▶
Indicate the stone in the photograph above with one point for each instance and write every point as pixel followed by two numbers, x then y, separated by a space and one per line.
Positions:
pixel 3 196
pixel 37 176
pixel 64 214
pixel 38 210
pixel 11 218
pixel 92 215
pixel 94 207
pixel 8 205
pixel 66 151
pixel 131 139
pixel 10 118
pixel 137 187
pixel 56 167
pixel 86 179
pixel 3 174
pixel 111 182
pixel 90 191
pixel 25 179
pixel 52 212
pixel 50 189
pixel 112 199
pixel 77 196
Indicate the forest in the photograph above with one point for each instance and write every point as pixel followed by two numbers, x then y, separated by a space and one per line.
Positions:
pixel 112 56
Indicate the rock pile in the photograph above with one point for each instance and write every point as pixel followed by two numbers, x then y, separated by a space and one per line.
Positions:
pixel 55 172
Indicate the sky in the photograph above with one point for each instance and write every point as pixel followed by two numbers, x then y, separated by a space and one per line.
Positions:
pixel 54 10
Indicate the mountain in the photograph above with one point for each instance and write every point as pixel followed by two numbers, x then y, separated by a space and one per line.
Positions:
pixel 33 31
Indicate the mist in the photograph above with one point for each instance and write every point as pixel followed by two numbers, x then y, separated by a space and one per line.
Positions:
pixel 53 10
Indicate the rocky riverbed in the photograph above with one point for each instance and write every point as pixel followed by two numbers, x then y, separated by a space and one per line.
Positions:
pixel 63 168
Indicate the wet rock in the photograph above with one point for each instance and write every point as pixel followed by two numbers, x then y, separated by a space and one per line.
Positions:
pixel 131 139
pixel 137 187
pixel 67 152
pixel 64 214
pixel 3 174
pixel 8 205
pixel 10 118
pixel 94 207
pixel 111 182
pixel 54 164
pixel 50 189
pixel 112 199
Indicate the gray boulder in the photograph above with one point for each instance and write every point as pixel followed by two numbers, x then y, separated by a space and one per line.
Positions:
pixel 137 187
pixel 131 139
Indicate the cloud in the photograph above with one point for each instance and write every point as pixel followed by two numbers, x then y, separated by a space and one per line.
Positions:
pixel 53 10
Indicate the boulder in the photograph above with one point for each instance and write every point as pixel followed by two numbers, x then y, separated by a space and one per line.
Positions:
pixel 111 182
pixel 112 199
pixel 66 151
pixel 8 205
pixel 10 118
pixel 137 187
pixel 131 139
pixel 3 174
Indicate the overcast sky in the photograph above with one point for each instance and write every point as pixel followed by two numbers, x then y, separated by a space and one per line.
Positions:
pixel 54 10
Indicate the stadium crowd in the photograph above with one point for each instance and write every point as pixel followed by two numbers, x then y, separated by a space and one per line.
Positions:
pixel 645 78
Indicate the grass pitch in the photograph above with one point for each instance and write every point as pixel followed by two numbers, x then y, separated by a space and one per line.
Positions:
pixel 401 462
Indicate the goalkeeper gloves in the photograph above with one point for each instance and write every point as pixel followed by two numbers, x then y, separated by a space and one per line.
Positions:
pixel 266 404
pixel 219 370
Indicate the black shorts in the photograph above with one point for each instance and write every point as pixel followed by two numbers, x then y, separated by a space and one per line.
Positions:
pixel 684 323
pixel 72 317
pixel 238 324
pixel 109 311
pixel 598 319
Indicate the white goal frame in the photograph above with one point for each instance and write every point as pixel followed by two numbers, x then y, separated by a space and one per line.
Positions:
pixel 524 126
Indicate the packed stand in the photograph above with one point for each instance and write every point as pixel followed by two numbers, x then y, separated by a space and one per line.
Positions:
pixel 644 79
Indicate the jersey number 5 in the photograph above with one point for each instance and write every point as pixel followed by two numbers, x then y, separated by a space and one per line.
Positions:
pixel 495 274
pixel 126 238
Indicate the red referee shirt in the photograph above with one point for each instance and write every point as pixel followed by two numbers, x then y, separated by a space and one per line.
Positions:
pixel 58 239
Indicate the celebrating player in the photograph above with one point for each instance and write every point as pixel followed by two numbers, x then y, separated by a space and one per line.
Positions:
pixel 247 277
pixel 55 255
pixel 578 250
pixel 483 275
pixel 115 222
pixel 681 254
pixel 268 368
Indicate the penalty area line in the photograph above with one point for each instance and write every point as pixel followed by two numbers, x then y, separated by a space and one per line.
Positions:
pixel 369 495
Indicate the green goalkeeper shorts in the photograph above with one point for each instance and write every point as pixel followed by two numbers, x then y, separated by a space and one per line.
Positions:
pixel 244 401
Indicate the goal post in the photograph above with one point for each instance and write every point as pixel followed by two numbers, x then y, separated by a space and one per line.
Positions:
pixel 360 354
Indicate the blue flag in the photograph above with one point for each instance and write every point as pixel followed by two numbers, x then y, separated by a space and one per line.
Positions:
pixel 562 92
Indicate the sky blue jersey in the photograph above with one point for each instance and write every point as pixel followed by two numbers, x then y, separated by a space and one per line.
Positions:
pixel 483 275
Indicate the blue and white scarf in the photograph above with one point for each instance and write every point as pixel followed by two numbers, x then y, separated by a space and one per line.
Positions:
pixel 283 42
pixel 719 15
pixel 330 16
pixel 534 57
◀
> GOAL
Copy every line of the material above verbatim, changing nothing.

> REPLY
Indicate the stone in the photograph above with one point for each instance and write every point as pixel followed by two numbers, x then y, separated by a space and one per line.
Positions:
pixel 3 196
pixel 37 176
pixel 64 214
pixel 38 210
pixel 11 218
pixel 92 215
pixel 94 207
pixel 8 205
pixel 66 151
pixel 131 139
pixel 10 118
pixel 137 187
pixel 56 167
pixel 86 179
pixel 3 174
pixel 111 182
pixel 90 191
pixel 25 179
pixel 52 212
pixel 50 189
pixel 112 199
pixel 77 196
Indicate the forest in the photograph above with one point for each instance and write every point as pixel followed by two numbers, x then y, separated by a space and one per line.
Positions:
pixel 112 56
Indicate the rock pile in the photograph above with one point for each instance and write every point as pixel followed by two numbers, x then y, separated by a space and one per line.
Positions:
pixel 55 172
Indicate the sky in the photograph above with one point for each instance and write every point as pixel followed by two numbers, x then y, separated by a space and one per line.
Positions:
pixel 54 10
Indicate the mountain in the photograph above with one point for each instance and write every point as pixel followed by two numbers, x then y, separated by a space and one per line.
Positions:
pixel 33 31
Indicate the mist in the photograph above with one point for each instance and write every point as pixel followed by two numbers, x then y, separated by a space and one per line.
Positions:
pixel 53 10
Indicate the rocky riverbed in the photograph above with one point for each instance and write every point as pixel followed by two numbers, x then y, separated by a space and one per line.
Positions:
pixel 63 168
Indicate the wet rock in the photograph above with one point for each instance and write every point as pixel followed by two numbers, x then y, separated by a space and one per line.
Positions:
pixel 131 139
pixel 137 187
pixel 67 152
pixel 64 214
pixel 3 174
pixel 8 205
pixel 10 118
pixel 94 207
pixel 111 182
pixel 54 164
pixel 50 189
pixel 112 199
Indicate the gray boulder in the photograph above with one point for each instance and write every point as pixel followed by two numbers, x then y, separated by a space and one per line.
Positions:
pixel 137 187
pixel 131 139
Indicate the cloud in the photograph above with one point for each instance and write every point as pixel followed by two numbers, x then y, separated by a space and one per line.
Positions:
pixel 53 10
Indicate the boulder in the photograph above with one point for each instance and write every point as pixel followed by two numbers, x then y, separated by a space and one per line.
Positions:
pixel 111 182
pixel 112 199
pixel 66 151
pixel 8 205
pixel 10 118
pixel 137 187
pixel 131 139
pixel 3 174
Indicate the overcast sky in the photograph above with one point for each instance and write every point as pixel followed by two numbers, x then y, separated by a space and one per line.
Positions:
pixel 54 10
Indicate the stadium crowd in the photograph above with one point for each instance and write every point as pixel followed by two numbers, x then y, separated by a space and one per line.
Positions:
pixel 645 78
Indicate the grass pitch in the photograph above with one point for each instance and write every point as pixel followed by two numbers, x then y, separated by a space and one per line.
Positions:
pixel 401 462
Indicate the goalkeeper gloves in the photograph above with one point for each instance and write every point as pixel followed by two numbers, x then y, separated by a space and one per line.
Positions:
pixel 266 404
pixel 219 370
Indicate the black shorts in the photograph above with one point for each instance and write every point as pixel followed by two numbers, x then y, separated by a space and one per line.
Positions:
pixel 684 323
pixel 72 317
pixel 238 324
pixel 109 311
pixel 598 319
Indicate the white goal frame in the photograph above with one point for each instance and write every point as pixel followed by two numbers, x then y, separated by a space and one per line.
Positions:
pixel 524 126
Indicate the packed stand in the photograph above with one point for each instance and write every point as pixel followed by two numbers, x then y, separated by a space and one per line.
Positions:
pixel 644 79
Indicate the jersey number 5 in the photograph above with one point for each instance and write every point as pixel followed by two numbers, x then y, separated by a space and one per line.
Positions:
pixel 495 274
pixel 126 238
Indicate the red referee shirt in the photograph above with one point for each instance and write every point as pixel followed by two numbers, x then y, separated by a space and one per line.
Positions:
pixel 58 239
Indicate the celebrating player in the photograph above with one point for each instance and write every point as pixel followed by two numbers, x then y, separated by a space and one per line.
Positions:
pixel 247 277
pixel 55 255
pixel 578 250
pixel 483 275
pixel 115 222
pixel 681 254
pixel 268 368
Indicate the penalty area line in the photograph above with one point for each instance and write every point as pixel followed by two numbers, x then y, separated by a space and one per line.
Positions:
pixel 369 495
Indicate the green goalkeeper shorts in the photograph above with one point for each instance and write every point as pixel followed by two numbers, x then y, separated by a space and one per line.
Positions:
pixel 244 401
Indicate the goal post in the photograph above with one point for each instance and write every point as pixel followed by two numbers, x then y, separated by a space and one per line.
Positions:
pixel 360 354
Indicate the blue flag in the photograph above with one point for each instance and write every point as pixel followed by two numbers, x then y, separated by a space and one per line.
Positions:
pixel 562 92
Indicate the sky blue jersey in the photograph above with one point for each instance and write every point as pixel followed by two numbers, x then y, separated by a space and one per line.
Positions:
pixel 483 275
Indicate the blue and white scarf in the photograph above with one point for each instance and write every point as pixel followed by two numbers, x then y, separated by a space and one per line.
Positions:
pixel 283 42
pixel 719 15
pixel 330 16
pixel 534 57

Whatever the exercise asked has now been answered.